ENUNCIADO
Prosigue el texto sobre la comida de los españoles a partir de su última oración.

TEXTO DE LECTURA
La idea corriente del español está de acuerdo con la tesis de Gracián. Otros señalan que el español es sobrio por la sencilla razón de que no puede ser otra cosa. Es evidente que la mayoría del territorio no es precisamente un paraíso de tentaciones; la parda meseta, las duras cordilleras no sugieren al apetito tema alguno. La gente de esas regiones sencillamente come mal y come poco. Hay una famosa anécdota de Eugenio d’Ors en la que relata la sensación de tristeza que le dio una aldea castellana con una sola plaza, en la plaza una sola tienda y en ésta un escaparate con una tortilla y un letrero: «De encargo».
La tendencia creada por la historia y el lenguaje de asociar a España con Castilla ha mantenido durante años este concepto —antigula— de los españoles. Los escritores más famosos se hacen eco. Por una vez que come bien Sancho Panza (bodas de Camacho, casa del Caballero del Verde Gabán) pasa hambre otras ciento. El hambre está presente en toda la novela picaresca con una precisión y agudeza que hace pensar que el autor, a pesar de su condición social, había tenido ocasión de conocerla. (Recuérdese el Hidalgo del Lazarillo, el principio del Buscón en la casa del Dómine Cabra…). La España que dominaba el mundo entero era incapaz de alimentar regularmente a sus hijos.
Y aun así, según muchos escritores del XVII, era ya gollería lo que tenían. Cuando Quevedo se queja de la molicie que ha entrado en la vida española, viene a decir que la decadencia de España empezó cuando entró la especia, ese refinamiento de la mesa.
«No había venido al gusto lisonjera
la pimienta arrugada, ni del clavo
la adulación fragante forastera.
Carnero y vaca fue principio y cabo;
y con rojos pimientos y ajos duros
tan bien como el señor comió el esclavo».
Quizás el espectro del hambre pasada hizo que el español aumentara su comida a medida que crecían sus posibilidades económicas, y en los tiempos del siglo XX los españoles se distinguirán de los demás europeos por dos cosas: por lo que comen y por la hora en que comen. Hoy, tras el golpe de la guerra civil, cuando hay una preocupación por la «línea» que no existía antes, los españoles siguen devorando más que la mayoría de los habitantes del globo, comprendidos los famosos alemanes y holandeses, que, en general, cenan sólo té y queso. El español desayuna ligero, toma el aperitivo, almuerza fuerte (el cocido con todos sus aditamentos es sólo un plato), merienda y cena, al menos, con dos platos fuertes. Las cositas que «pica» en el bar antes de ir a su casa bastarían para el almuerzo de los seres más ricos del mundo, los norteamericanos.

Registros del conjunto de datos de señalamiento
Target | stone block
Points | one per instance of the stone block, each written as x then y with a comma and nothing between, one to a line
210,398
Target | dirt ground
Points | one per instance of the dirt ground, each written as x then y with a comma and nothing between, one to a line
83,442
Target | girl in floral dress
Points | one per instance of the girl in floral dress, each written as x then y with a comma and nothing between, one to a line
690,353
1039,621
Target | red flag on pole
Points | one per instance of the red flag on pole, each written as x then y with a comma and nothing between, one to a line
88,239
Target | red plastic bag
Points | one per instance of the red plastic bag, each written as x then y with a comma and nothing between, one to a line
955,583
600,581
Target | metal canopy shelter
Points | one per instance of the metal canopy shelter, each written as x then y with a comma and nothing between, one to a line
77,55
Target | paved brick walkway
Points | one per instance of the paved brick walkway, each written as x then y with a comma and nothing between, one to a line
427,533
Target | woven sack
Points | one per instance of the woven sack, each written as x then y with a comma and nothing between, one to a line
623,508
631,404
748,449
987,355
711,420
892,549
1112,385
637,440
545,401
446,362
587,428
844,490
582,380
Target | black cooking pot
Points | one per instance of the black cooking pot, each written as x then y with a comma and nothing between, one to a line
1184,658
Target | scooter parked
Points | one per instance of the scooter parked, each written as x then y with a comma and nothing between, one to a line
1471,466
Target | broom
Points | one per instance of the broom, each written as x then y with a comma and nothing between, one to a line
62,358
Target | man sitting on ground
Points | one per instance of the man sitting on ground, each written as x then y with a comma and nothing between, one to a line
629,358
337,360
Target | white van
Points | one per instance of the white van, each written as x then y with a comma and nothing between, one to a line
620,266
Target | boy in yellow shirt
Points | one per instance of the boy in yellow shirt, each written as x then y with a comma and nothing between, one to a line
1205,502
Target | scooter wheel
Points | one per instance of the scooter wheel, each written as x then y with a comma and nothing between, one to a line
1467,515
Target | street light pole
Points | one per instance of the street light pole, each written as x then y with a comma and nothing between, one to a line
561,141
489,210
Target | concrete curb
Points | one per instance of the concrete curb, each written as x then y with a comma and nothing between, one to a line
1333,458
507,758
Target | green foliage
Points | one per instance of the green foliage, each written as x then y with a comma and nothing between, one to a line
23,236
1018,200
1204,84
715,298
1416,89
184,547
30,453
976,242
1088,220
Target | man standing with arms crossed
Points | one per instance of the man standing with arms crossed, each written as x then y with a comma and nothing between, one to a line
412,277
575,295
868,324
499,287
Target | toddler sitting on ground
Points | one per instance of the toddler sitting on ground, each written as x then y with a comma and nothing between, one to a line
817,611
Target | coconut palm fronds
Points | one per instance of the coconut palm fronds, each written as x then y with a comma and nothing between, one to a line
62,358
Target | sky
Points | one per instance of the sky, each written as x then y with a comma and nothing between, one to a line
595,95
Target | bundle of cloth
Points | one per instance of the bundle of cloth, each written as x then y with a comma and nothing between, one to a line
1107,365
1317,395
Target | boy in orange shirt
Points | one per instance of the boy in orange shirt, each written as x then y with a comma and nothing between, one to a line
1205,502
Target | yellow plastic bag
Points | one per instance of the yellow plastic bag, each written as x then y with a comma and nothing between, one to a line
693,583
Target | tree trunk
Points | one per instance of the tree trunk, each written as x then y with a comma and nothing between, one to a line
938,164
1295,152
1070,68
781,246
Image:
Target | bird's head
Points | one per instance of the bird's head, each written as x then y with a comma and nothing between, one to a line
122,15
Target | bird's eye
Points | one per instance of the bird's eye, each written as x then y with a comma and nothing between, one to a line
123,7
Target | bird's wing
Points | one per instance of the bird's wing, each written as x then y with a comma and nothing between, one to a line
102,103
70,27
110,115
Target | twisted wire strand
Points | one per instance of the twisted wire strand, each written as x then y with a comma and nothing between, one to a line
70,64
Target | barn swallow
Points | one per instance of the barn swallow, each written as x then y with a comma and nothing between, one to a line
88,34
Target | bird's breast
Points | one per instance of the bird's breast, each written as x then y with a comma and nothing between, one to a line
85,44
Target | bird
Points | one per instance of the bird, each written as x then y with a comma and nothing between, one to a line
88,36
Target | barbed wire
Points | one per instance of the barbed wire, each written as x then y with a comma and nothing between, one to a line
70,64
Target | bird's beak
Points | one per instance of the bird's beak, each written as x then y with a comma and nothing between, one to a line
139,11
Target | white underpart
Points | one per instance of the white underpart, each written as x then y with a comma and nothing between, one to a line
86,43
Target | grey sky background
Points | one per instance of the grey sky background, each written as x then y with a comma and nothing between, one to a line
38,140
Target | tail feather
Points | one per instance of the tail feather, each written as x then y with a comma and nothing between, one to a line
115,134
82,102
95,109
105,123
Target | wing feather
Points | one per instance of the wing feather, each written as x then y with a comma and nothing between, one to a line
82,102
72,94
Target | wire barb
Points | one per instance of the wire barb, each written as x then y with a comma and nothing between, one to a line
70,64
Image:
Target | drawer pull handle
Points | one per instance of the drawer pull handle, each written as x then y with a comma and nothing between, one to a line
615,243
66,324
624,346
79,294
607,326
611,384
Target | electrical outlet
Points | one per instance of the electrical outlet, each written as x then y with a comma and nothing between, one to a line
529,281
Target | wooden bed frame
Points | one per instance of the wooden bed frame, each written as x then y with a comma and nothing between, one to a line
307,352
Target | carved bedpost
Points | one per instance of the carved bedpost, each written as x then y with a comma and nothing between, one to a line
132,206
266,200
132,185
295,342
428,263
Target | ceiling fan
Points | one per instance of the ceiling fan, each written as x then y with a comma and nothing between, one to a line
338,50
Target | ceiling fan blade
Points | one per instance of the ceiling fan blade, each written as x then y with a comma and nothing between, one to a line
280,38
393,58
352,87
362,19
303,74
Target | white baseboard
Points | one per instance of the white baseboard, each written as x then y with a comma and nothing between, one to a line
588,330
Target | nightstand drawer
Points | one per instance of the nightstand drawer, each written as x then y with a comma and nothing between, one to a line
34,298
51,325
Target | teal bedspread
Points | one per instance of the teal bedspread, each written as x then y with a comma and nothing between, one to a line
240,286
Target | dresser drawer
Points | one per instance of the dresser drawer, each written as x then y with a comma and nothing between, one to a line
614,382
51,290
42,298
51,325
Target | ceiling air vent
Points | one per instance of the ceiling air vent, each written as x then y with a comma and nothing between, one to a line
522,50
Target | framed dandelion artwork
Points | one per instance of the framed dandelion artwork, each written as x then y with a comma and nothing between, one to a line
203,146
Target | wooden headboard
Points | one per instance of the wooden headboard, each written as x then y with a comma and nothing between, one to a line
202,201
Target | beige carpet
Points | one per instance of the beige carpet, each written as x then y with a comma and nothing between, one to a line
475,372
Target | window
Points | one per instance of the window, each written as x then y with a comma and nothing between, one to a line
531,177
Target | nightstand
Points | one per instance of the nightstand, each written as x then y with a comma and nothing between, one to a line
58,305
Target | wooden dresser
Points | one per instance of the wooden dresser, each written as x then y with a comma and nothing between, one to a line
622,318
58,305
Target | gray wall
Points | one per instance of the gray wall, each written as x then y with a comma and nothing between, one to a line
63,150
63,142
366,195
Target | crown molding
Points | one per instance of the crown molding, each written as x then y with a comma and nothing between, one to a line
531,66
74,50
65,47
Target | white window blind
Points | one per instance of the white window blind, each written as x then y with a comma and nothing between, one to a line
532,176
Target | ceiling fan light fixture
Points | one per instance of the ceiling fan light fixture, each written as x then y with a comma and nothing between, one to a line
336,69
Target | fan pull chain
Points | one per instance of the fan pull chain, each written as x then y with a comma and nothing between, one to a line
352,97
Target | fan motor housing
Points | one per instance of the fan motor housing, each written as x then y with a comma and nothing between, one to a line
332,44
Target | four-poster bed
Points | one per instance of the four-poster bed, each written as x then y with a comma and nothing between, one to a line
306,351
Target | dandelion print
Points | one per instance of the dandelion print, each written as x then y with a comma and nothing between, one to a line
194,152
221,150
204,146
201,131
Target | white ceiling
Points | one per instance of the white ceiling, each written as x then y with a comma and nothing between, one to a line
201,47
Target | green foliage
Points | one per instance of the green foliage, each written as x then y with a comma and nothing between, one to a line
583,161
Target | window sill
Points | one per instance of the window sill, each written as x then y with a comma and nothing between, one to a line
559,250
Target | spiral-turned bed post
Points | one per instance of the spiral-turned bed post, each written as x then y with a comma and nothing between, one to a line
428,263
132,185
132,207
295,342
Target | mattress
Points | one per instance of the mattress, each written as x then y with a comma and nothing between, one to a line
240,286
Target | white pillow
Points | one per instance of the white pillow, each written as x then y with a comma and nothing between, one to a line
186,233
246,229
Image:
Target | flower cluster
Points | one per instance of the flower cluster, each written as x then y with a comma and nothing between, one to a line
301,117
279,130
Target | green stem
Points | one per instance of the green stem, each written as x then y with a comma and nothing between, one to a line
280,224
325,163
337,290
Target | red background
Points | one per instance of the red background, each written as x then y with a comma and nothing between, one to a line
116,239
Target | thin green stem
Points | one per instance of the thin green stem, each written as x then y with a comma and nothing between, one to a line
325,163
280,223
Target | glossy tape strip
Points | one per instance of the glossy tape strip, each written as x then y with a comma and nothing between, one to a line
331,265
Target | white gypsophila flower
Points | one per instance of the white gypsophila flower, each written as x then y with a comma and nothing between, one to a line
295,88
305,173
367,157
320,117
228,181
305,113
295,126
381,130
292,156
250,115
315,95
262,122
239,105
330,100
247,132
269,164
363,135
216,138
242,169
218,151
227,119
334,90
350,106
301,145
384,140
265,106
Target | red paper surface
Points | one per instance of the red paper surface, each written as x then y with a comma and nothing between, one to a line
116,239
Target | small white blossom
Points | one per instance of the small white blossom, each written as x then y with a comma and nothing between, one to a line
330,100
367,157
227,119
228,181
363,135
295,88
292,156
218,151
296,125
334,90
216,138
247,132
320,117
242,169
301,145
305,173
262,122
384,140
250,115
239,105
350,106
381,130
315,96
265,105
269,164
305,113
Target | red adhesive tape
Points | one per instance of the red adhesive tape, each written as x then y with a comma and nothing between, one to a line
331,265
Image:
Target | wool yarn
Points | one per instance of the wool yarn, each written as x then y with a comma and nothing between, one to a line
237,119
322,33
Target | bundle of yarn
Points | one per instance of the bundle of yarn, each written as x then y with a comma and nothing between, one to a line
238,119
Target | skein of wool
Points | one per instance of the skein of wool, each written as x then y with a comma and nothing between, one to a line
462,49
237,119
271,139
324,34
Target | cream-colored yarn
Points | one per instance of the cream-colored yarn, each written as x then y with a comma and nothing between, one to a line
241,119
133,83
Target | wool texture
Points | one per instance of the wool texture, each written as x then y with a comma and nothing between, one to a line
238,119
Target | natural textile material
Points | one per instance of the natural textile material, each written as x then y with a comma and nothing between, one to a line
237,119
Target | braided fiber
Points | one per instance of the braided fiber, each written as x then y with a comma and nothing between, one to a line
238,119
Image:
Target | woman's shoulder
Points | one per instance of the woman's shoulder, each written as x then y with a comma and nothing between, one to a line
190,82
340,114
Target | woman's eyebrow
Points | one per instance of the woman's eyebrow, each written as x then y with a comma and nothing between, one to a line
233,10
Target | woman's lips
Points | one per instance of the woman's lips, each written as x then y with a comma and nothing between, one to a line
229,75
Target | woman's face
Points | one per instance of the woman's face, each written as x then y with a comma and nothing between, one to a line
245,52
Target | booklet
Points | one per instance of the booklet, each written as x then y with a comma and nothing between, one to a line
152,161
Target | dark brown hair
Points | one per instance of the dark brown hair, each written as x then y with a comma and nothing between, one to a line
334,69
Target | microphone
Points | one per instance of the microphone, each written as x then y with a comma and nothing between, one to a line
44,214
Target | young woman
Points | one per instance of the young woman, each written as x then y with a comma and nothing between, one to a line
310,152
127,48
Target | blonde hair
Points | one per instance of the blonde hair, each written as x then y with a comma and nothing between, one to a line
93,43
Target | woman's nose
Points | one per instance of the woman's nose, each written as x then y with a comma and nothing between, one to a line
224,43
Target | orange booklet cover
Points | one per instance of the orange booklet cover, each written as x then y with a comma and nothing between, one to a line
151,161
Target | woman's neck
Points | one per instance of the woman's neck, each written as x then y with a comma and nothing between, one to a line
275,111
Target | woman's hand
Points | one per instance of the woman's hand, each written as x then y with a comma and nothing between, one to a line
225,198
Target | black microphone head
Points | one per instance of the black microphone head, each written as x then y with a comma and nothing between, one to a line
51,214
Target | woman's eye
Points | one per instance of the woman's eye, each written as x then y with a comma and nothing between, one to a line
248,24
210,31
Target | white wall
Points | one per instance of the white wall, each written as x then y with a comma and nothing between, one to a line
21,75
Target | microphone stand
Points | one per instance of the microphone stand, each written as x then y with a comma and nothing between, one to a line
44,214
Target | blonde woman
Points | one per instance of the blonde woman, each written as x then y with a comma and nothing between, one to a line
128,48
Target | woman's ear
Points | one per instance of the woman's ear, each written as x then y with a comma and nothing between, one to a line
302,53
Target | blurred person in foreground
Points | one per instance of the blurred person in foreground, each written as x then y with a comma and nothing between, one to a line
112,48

RESPUESTA
Estoy seguro de que esta observación provocará asombro en mi país. El español se considera pobre y cree que en cualquier país del mundo, con más recursos, la comida tiene que ser más abundante y rica. Por otra parte, el español, que alardea de tantas cosas, es modestísimo al referirse a lo que traga. Infinidad de veces ha sostenido el diálogo siguiente:
—No como apenas nada…
—Pero si he visto lo que has pedido… Sopa…
—Unos sorbos…
—Pescado…
—Dos salmonetes chiquitos, chiquitos…
—Carne…
—Un filetito de nada…
—Ensalada…
—Eso no cuenta…
—Queso…
—¡Algo hay que tomar de postre…!
Cuando al volver del extranjero voy a comer con amigos, causo siempre asombro. «¿Estás enfermo?», es la cariñosa solicitud cuando encargo una chuleta empanada con verdura, ensalada y fruta… «¿Estás malo? ¿Qué te pasa?».
La prueba de lo mucho que come el español es lo que le cuesta digerirlo. En todos los restaurantes y bares tienen como cosa normal y gratuita bicarbonato de sosa a la disposición de los clientes. Esto no ocurre en ningún otro país del mundo, que yo sepa. Cuando el español se siente «pesado» después de comer no lo atribuye casi nunca a haber consumido demasiado…, lo que pasa es que algo «le sentó mal». La culpa es siempre de la calidad, nunca de la cantidad.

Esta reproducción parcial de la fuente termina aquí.